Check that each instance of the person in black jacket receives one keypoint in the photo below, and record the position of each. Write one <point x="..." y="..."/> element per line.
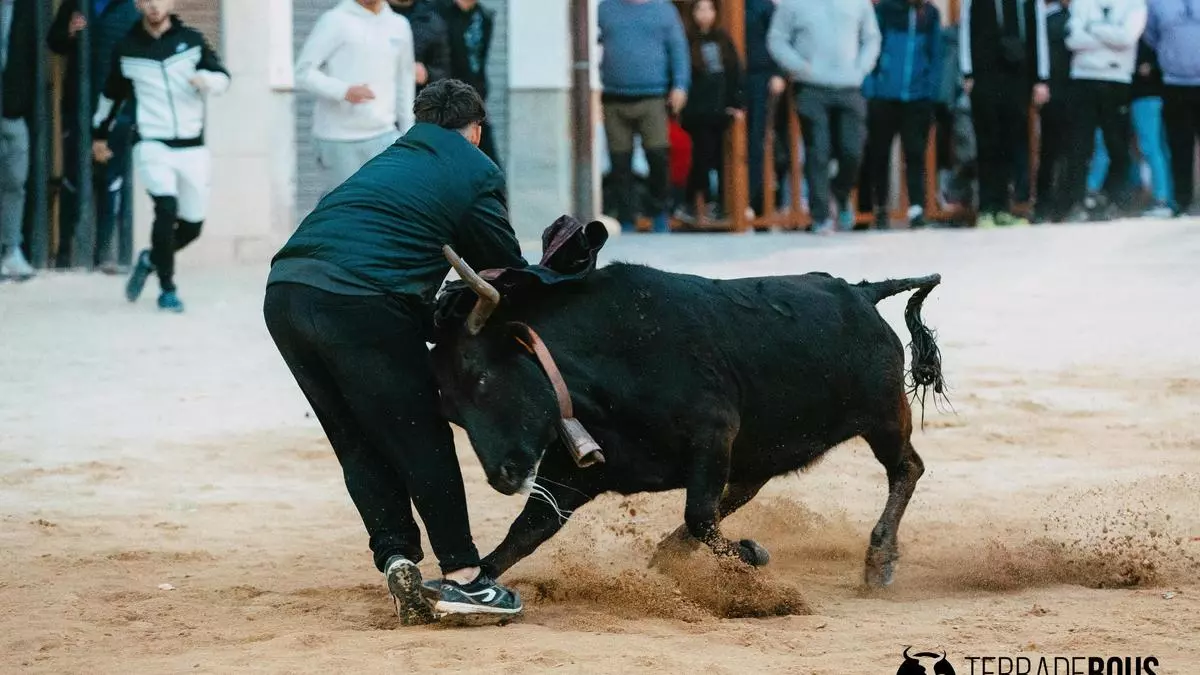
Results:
<point x="1006" y="65"/>
<point x="469" y="28"/>
<point x="431" y="40"/>
<point x="111" y="22"/>
<point x="1056" y="121"/>
<point x="715" y="96"/>
<point x="349" y="304"/>
<point x="18" y="59"/>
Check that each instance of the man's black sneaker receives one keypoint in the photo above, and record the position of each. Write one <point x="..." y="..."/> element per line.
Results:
<point x="405" y="585"/>
<point x="483" y="596"/>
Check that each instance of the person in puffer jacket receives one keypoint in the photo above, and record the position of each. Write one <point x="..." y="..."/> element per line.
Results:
<point x="1173" y="29"/>
<point x="901" y="91"/>
<point x="1103" y="39"/>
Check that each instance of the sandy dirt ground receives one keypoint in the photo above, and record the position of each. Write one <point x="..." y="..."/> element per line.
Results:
<point x="168" y="505"/>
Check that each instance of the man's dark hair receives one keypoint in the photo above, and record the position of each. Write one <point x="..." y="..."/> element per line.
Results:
<point x="449" y="103"/>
#####
Update the material above so that every "keypoint" becomes "marker", and leave the rest as it is. Omit the pictures from your answer.

Check that each instance of the person in black jacket receives one marker in the photo below, and record the position of each. Write one <point x="..." y="..."/> element per line.
Results:
<point x="1006" y="65"/>
<point x="469" y="28"/>
<point x="431" y="40"/>
<point x="111" y="22"/>
<point x="1056" y="121"/>
<point x="715" y="96"/>
<point x="349" y="304"/>
<point x="18" y="59"/>
Check that each instance of the man's black sneaker receives one marker in the photo above, and record the position of each. Write one <point x="..." y="..."/> element per line.
Results:
<point x="405" y="585"/>
<point x="483" y="596"/>
Check that each instance of the person in puffer jacket receives one marker in the photo above, and record the position of each. Write one <point x="..." y="..."/> element per line.
Results:
<point x="1173" y="29"/>
<point x="901" y="91"/>
<point x="1103" y="39"/>
Check that each instance of the sandy dirt ground receives one marker in the photo above, and record the position of each. Write one <point x="..." y="..."/> element per line.
Results:
<point x="168" y="505"/>
Check that each instance of the man's dark hair receives one marker in the photo above, and record the position of each. Write one <point x="..." y="..."/> element per line.
Results:
<point x="449" y="103"/>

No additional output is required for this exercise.